[start]

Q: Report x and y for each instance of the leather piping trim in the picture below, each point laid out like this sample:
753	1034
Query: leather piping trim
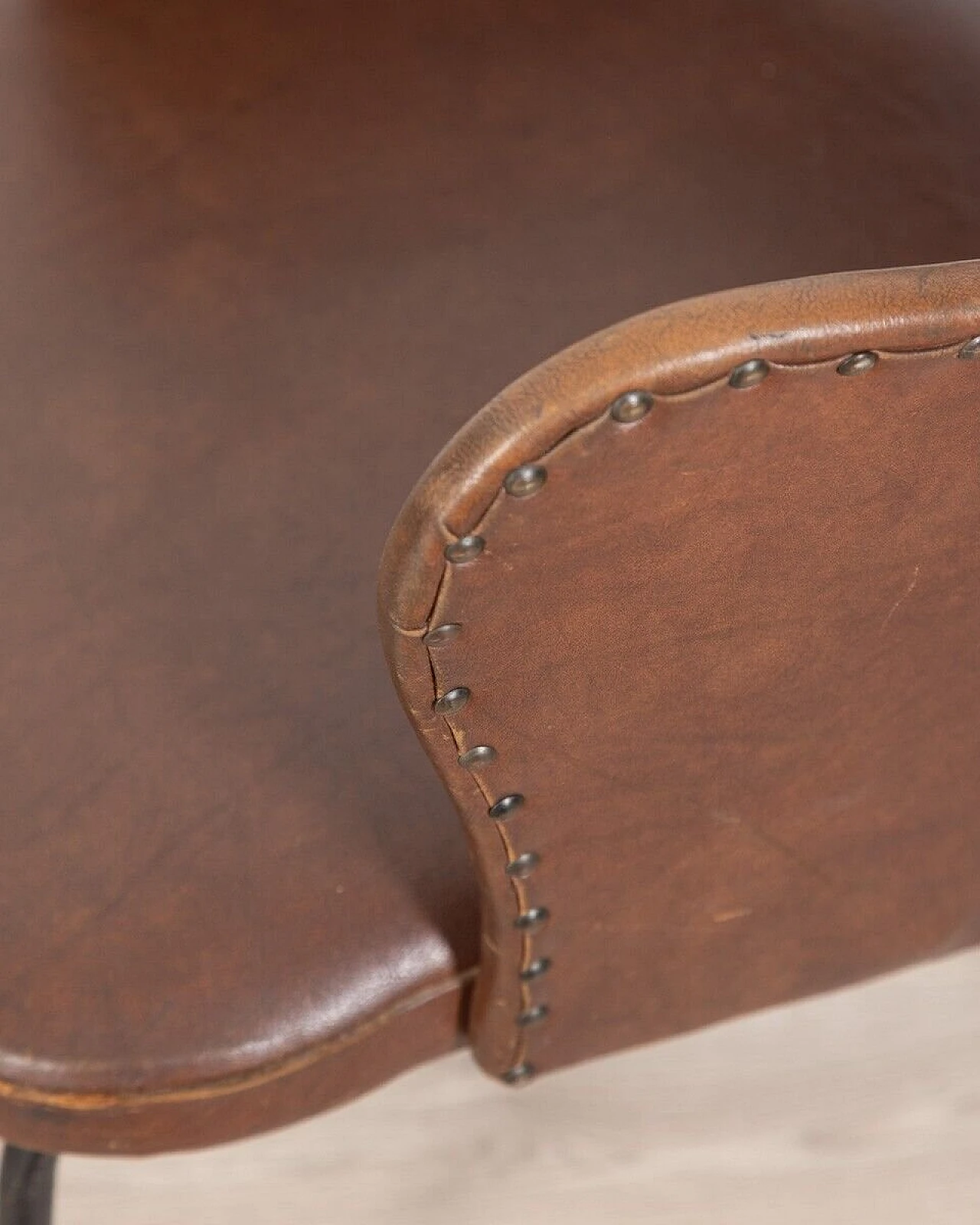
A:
903	312
83	1100
520	1069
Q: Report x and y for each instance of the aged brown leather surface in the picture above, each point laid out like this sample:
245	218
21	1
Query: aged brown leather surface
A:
726	655
260	261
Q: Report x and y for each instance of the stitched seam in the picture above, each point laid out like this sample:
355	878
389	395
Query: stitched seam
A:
521	1069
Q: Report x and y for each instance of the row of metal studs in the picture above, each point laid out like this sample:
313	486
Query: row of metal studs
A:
524	482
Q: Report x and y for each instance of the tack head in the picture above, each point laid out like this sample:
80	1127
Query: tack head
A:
441	634
526	481
481	755
749	374
858	363
518	1075
505	806
521	867
632	406
452	700
465	549
536	968
537	916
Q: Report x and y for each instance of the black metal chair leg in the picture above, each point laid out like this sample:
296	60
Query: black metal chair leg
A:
26	1187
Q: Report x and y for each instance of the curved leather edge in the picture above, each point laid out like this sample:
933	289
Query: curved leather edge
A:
673	349
429	1023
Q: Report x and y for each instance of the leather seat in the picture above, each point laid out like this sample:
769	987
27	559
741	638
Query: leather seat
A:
261	261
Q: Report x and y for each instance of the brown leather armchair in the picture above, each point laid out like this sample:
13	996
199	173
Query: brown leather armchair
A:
685	619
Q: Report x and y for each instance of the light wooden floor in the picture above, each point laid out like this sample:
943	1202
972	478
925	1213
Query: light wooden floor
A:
858	1108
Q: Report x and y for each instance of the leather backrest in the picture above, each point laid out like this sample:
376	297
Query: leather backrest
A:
686	619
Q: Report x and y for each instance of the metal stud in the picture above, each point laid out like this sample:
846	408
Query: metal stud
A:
518	1075
526	481
632	406
749	374
536	968
858	363
452	700
521	867
505	806
481	755
441	634
465	549
537	916
533	1016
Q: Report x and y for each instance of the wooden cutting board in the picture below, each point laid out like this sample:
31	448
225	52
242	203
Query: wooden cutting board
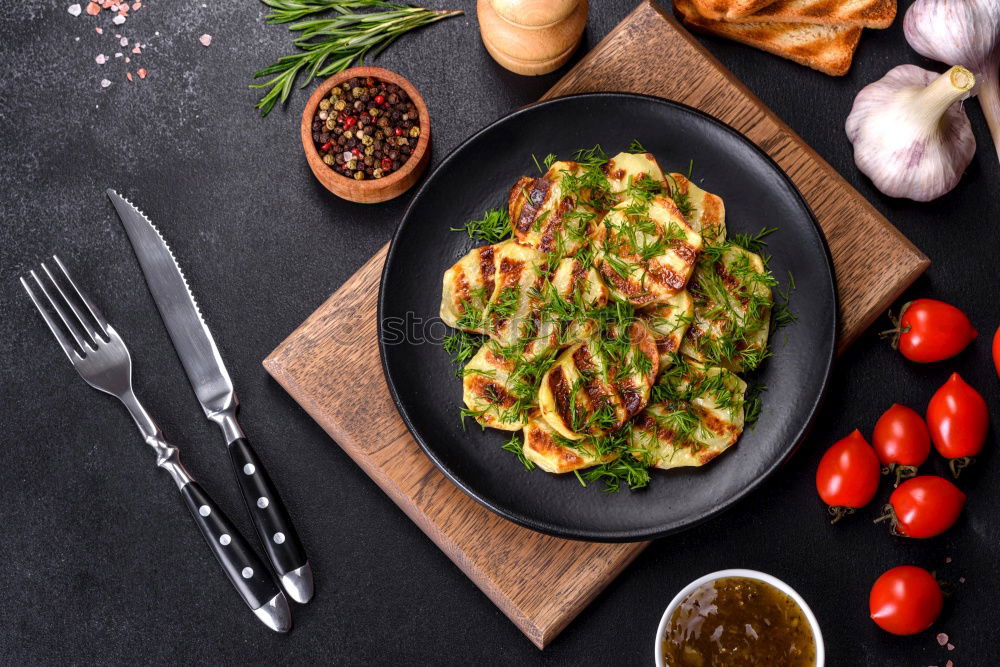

[end]

> _Task_
Rewrite all of the items above with "stitched seam" changed to "sewn seam" at every occurrence and every other word kept the same. Omit the pictures from your version.

> _Reply_
Q: Report x and y for each instance of the leather piping trim in the picture below, each point laid out like this sample:
753	1034
Query: leather piping trim
A:
903	312
83	1100
520	1069
Q: Report x and y for each instance of the aged brown leather surface in the picture above, each point laid out like this sample:
245	218
21	1
Query: aged brown leather surface
A:
726	655
260	261
Q: Report x and y for each instance of the sewn seam in the picture above, each point laid out like this sample:
355	878
389	395
Query: sewn seam
A:
521	1069
Q: Report x and y for each instance of the row of metal studs in the picture above, each point laid out like this sample:
313	486
Query: row of metal studs
A:
524	482
Q: Report x and y for each instance of the tack head in the picture above, each point laid out like this sample:
80	1127
Query: tack head
A:
441	634
526	481
481	755
749	374
858	363
518	1075
505	806
521	867
632	406
452	700
465	549
536	968
537	916
Q: Report x and y for each instance of the black metal chair leg in the picture above, each point laid out like this sample:
296	60
Query: black metal chair leg
A:
26	1187
Q: Report x and y for each instance of the curved leather edge in the picture above, each point laid out like this sample:
933	289
Query: curved leather edge
A:
673	349
429	1023
Q: Report x and y for each instance of the leather seat in the picture above, each point laid out like this sample:
769	987
27	559
741	638
Query: leather seat
A:
261	261
Q: Report x and y for each instance of the brown leather armchair in the picture above, each point laid out like this sample:
13	996
199	173
Query: brown leather armchair
A:
685	619
Q: Report x and y for each instance of the light wooden floor in the picture above, each point laid out like this sample:
943	1202
972	478
925	1213
Query: light wooden floor
A:
858	1108
Q: Report x and y for each instance of the leather backrest in the picture above, each point laid out like this sample:
376	297
Query: leather backrest
A:
686	619
Q: Report x and y for each instance of the metal stud in the picture above, each point laid out like this sample:
846	408
Query: metal stud
A:
518	1075
526	481
632	406
749	374
536	968
858	363
452	700
521	867
505	806
481	755
441	634
465	549
537	916
533	1016
Q: Report x and y for each instance of the wooden cutting board in the picture below, each point laid out like this sample:
31	448
225	52
242	203
Query: wooden cutting board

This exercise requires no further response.